Copy the records from the line containing "Identify the wall", including that line, through the end of the records, keeping the requests, and shift every coordinate in the answers by -76.

◇ ◇ ◇ ◇ ◇ ◇ ◇

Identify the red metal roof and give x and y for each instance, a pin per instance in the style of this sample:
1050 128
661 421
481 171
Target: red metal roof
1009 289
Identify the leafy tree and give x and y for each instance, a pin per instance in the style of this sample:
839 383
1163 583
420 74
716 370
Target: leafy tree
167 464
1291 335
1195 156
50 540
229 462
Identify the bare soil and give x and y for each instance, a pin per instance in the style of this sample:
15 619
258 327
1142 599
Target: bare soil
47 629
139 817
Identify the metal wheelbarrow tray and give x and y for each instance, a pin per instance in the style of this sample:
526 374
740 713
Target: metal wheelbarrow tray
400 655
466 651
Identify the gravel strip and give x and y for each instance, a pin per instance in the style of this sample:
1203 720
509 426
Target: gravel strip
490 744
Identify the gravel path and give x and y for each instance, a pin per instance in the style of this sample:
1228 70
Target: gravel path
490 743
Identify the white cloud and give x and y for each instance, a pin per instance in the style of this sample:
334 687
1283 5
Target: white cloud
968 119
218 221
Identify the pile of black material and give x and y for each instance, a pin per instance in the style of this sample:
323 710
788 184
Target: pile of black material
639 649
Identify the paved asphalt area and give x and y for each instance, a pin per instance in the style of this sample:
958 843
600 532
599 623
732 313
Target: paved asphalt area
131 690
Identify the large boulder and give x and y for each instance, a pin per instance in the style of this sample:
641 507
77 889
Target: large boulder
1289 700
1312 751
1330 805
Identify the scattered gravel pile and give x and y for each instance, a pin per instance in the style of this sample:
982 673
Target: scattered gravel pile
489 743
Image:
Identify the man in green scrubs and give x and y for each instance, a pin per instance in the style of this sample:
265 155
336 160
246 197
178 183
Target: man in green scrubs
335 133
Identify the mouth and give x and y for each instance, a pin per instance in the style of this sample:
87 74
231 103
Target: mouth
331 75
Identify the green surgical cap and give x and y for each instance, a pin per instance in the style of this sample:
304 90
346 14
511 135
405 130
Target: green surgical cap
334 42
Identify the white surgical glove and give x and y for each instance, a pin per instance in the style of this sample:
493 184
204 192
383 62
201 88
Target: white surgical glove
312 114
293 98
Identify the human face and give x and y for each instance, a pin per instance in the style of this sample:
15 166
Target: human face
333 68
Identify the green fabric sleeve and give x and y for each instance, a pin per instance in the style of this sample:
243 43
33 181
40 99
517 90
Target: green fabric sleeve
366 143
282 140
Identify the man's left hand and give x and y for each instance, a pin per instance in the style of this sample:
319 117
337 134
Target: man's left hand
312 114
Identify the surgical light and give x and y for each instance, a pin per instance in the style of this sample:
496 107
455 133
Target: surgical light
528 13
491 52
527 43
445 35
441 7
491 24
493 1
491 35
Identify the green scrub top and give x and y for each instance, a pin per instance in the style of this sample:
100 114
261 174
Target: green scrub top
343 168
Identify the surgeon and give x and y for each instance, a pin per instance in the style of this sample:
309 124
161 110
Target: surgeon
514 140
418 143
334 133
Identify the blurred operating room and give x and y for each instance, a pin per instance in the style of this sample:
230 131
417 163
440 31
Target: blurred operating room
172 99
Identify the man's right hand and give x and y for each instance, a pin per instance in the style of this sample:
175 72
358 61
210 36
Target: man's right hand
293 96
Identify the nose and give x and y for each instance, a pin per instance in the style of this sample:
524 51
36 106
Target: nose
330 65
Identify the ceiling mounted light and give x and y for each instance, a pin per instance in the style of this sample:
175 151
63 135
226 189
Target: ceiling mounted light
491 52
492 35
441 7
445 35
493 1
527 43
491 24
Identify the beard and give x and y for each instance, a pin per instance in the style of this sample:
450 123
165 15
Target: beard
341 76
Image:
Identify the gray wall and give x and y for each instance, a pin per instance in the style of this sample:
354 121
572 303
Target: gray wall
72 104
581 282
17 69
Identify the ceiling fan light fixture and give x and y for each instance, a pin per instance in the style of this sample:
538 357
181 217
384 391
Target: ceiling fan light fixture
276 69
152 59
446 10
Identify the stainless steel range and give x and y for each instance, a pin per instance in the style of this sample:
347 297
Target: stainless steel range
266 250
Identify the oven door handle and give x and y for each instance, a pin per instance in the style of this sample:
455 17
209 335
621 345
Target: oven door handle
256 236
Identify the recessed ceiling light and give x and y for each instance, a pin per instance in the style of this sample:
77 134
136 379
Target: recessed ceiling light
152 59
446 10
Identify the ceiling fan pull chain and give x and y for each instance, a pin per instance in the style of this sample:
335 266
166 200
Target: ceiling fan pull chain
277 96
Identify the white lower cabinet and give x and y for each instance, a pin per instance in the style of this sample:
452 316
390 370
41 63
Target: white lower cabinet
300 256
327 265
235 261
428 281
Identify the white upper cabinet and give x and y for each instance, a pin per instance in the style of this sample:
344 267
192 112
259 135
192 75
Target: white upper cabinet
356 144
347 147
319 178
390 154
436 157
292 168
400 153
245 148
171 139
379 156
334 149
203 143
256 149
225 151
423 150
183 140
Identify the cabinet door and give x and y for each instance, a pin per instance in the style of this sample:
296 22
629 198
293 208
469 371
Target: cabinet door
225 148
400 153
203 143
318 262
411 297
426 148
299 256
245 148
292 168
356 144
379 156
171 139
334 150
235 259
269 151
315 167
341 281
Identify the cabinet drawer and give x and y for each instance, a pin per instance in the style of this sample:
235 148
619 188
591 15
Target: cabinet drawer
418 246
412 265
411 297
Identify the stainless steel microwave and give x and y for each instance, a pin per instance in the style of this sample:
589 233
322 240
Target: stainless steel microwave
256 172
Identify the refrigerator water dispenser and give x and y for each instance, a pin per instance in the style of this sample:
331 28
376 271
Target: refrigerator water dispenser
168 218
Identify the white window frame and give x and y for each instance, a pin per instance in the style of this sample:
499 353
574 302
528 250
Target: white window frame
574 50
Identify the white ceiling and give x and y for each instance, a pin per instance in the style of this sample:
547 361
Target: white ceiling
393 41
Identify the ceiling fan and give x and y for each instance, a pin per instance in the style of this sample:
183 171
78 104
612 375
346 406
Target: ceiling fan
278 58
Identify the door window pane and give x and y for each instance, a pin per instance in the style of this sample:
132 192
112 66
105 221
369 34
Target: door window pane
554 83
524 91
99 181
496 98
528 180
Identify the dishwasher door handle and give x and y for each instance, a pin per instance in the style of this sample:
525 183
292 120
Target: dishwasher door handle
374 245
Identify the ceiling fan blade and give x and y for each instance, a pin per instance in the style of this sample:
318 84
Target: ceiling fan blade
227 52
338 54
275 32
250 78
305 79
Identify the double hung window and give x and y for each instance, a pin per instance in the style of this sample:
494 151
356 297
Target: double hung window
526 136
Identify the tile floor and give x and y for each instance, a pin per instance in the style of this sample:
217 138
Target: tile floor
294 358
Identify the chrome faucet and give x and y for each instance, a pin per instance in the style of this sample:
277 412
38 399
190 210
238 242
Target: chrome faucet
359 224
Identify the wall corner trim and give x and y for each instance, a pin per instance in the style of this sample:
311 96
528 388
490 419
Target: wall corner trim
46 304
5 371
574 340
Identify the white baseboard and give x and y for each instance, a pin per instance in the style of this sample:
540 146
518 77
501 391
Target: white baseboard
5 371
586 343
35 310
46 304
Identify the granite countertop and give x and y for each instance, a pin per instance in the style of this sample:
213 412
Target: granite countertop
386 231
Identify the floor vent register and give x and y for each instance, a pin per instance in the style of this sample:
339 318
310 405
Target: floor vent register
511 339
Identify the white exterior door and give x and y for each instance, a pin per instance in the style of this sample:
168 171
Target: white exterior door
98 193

◇ ◇ ◇ ◇ ◇ ◇ ◇

- _Full output_
Identify the wall corner trim and give x and y for each instance, a pin per instance in the style of this sample:
311 96
528 388
490 419
Target: wall corner trim
-30 228
-71 295
498 264
Identify the white baseboard and give x and y for each instance, a pin per instance in the style of this sample:
540 146
518 77
501 391
Target: white baseboard
-71 295
510 267
-41 234
-30 228
Identify the granite countertop and give x and y for each instance, a pin per instance in the style of this sample:
213 412
Target: granite countertop
310 155
Identify the floor vent register and give x and y for each instance, a pin per instance in the style of this sample:
339 318
310 405
Target: floor vent register
435 263
Identify the white exterior door and give x and y for each instance, a pin per instance in the style of this sample:
168 171
Target: white exterior door
22 117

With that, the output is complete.